TAKEAWAY: We reiterate: know what Boards (and associations) can or cannot do under the Governing Documents and applicable state law. Consult a community association lawyer.
From the post on Wednesday 4/21/21 we saw that a neighbor’s cooking displeases a resident – life in a community association. The facts here are from a condo situation, but could easily occur in single-family homes as well, especially in seasons when windows are open or people are living outdoors more. The question when something like this happens is if it actually involves the Association or is merely a neighbor-to-neighbor issue. The answer can depend on the Governing Documents or applicable law. But there might be things the association can do as noted in the post. And while acclimation is scientifically proven, I’m not sure it was appropriately part of the post.
TAKEAWAY: associations cannot control every part of every day in every life; k now what they can and cannot do and what (if any) other remedies exist.
In the post on Thursday 4/22/21 we learned 5 key human resources practices (with the good stuff below the ad). First, know what laws apply to your business. This is so important. And know not only the law, but when it changes and how that change affects you. Next, have an HR procedure manual. Not an employees’ handbook, but for HR. It should contain the things noted in the post. Third, train your managers. Why? For the reasons noted I the post. The 4th and 5th tips, which are equally good, are also in the post.

Exercise data:
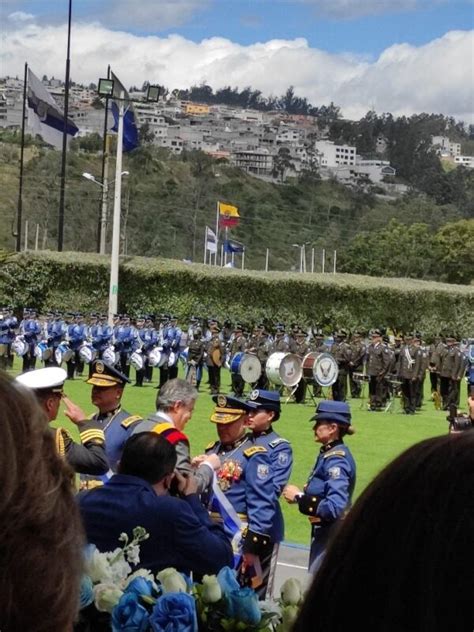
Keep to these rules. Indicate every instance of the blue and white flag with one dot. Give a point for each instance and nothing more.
(45, 117)
(233, 246)
(130, 131)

Required actions:
a – Using only the source text above, answer yes or no to whether each statement agrees with it, and quote the exact words that decide each answer.
(i) The condo situation described could also come up in single-family homes.
(ii) The HR procedure manual recommended is the same thing as an employees' handbook.
(iii) The post on Thursday 4/22/21 covered five key human resources practices.
b – Answer these questions from the source text above.
(i) On what day and date was the post about a neighbor's cooking?
(ii) What is the third human resources practice listed?
(iii) What kind of lawyer does the first takeaway say to consult?

Solved tasks:
a –
(i) Yes: "could easily occur in single-family homes as well"
(ii) No: "Not an employees’ handbook, but for HR."
(iii) Yes: "we learned 5 key human resources practices"

b –
(i) Wednesday 4/21/21
(ii) Train your managers.
(iii) A community association lawyer